** START **
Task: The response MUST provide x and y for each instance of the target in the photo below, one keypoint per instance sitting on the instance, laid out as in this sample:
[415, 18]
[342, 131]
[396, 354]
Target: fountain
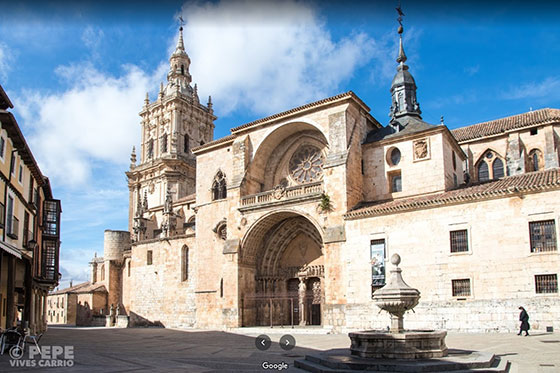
[398, 349]
[396, 297]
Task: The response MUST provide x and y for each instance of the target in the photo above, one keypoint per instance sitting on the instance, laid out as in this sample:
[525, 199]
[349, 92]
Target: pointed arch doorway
[282, 272]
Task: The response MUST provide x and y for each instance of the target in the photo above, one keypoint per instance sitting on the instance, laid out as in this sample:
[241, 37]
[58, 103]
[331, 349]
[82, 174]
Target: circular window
[306, 165]
[395, 156]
** END **
Brief: Copy out every one of the entries above word for word, leaving out the pictures.

Solution below:
Task: The response MUST provide x and y for each instance of the target in the photo below, one keypoint per instance sitting on the instance, laid out as in this sample:
[415, 18]
[342, 131]
[396, 354]
Target: fountain
[398, 349]
[396, 297]
Task: The response MUST provide x and y for each instance of the target in the photo above, one keypoint per instance sitting on the instance, laid out as in this sample:
[525, 199]
[349, 92]
Target: pointed arch doorway
[282, 272]
Task: The response MUST provide x and y for each instance of the target in the photo above, one keypoint per instance sitting on the instance, laid out as in this sample:
[241, 37]
[58, 103]
[331, 349]
[82, 174]
Target: circular window
[306, 165]
[395, 156]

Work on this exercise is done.